# [Records provided]
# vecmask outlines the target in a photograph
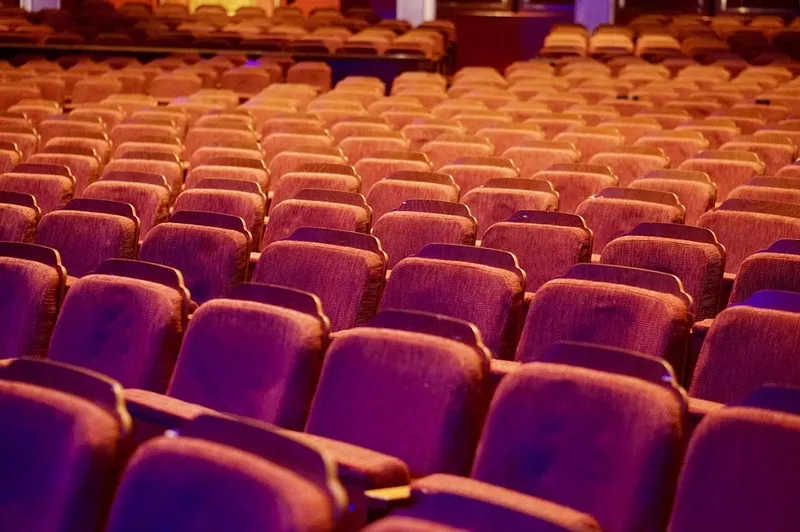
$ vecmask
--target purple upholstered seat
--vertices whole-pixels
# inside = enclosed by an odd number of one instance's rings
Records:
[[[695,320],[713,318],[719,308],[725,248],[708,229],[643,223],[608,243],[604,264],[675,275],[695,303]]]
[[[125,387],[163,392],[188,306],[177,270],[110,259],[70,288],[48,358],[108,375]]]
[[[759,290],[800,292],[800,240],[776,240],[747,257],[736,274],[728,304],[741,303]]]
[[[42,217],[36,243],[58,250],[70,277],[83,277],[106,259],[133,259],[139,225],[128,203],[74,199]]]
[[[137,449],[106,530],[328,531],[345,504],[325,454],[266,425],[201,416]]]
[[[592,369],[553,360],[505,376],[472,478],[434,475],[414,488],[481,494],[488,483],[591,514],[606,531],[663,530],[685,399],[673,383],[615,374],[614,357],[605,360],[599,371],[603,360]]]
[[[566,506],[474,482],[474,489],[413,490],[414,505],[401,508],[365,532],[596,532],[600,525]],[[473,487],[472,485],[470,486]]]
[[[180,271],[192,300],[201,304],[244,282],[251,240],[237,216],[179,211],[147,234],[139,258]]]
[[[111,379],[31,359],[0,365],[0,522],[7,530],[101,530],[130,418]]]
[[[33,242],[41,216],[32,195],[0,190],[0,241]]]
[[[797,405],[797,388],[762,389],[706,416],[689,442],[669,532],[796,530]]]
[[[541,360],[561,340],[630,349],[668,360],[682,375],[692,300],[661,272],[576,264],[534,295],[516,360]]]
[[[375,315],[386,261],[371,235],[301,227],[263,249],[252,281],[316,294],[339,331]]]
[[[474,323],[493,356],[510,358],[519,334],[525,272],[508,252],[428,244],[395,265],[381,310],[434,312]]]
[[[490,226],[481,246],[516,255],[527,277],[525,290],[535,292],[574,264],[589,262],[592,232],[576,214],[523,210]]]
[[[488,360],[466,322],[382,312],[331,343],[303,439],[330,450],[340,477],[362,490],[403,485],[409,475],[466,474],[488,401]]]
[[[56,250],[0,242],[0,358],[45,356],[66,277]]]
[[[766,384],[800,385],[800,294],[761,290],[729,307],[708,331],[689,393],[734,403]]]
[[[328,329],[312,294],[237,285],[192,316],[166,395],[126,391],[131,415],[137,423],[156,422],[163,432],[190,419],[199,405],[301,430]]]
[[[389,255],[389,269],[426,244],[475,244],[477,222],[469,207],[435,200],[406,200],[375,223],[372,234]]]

# [What you should do]
A word-for-word copy of the entries is needed, with no pictures in it.

# [Your response]
# vecmask outlines the target in a photograph
$ vecmask
--target purple upholstered seat
--vertices whole-pixels
# inside = enclosed by an odd number of one instance's rings
Records:
[[[695,320],[713,318],[719,308],[725,248],[708,229],[643,223],[608,243],[604,264],[675,275],[695,303]]]
[[[125,387],[163,392],[188,306],[177,270],[110,259],[70,288],[48,358],[108,375]]]
[[[759,290],[800,292],[800,240],[776,240],[747,257],[736,274],[728,304],[741,303]]]
[[[42,217],[36,243],[58,250],[70,277],[83,277],[106,259],[133,259],[139,225],[128,203],[74,199]]]
[[[137,449],[106,530],[328,531],[345,504],[325,454],[266,425],[201,416]]]
[[[592,369],[553,360],[505,376],[472,478],[434,475],[414,488],[481,494],[488,483],[591,514],[606,531],[663,530],[685,399],[673,383],[615,374],[614,357],[605,360],[599,371],[603,360]]]
[[[566,506],[474,482],[474,489],[413,490],[414,505],[401,508],[365,532],[596,532],[600,525]],[[473,487],[472,485],[470,486]]]
[[[180,271],[192,300],[201,304],[244,282],[251,240],[237,216],[179,211],[147,234],[139,258]]]
[[[111,379],[31,359],[0,365],[0,522],[7,530],[101,530],[130,418]]]
[[[33,242],[41,216],[32,195],[0,190],[0,241]]]
[[[797,405],[797,388],[762,389],[706,416],[689,442],[669,532],[796,530]]]
[[[541,360],[561,340],[630,349],[668,360],[682,375],[692,300],[661,272],[576,264],[534,295],[516,360]]]
[[[375,315],[386,261],[371,235],[301,227],[263,249],[252,281],[316,294],[339,331]]]
[[[474,323],[493,356],[510,358],[519,334],[525,272],[508,252],[428,244],[395,265],[381,310],[434,312]]]
[[[490,226],[481,246],[516,255],[527,277],[525,290],[535,292],[574,264],[589,262],[592,232],[576,214],[523,210]]]
[[[488,360],[466,322],[382,312],[331,343],[303,439],[330,450],[340,477],[362,490],[403,485],[409,475],[466,474],[488,401]]]
[[[56,250],[0,242],[0,358],[45,356],[66,277]]]
[[[766,384],[800,385],[800,294],[761,290],[729,307],[708,331],[689,393],[734,403]]]
[[[328,329],[312,294],[237,285],[192,316],[166,395],[126,391],[131,415],[137,423],[156,422],[163,432],[190,419],[199,405],[301,430]]]
[[[389,255],[389,269],[426,244],[475,244],[477,222],[469,207],[435,200],[406,200],[375,223],[372,234]]]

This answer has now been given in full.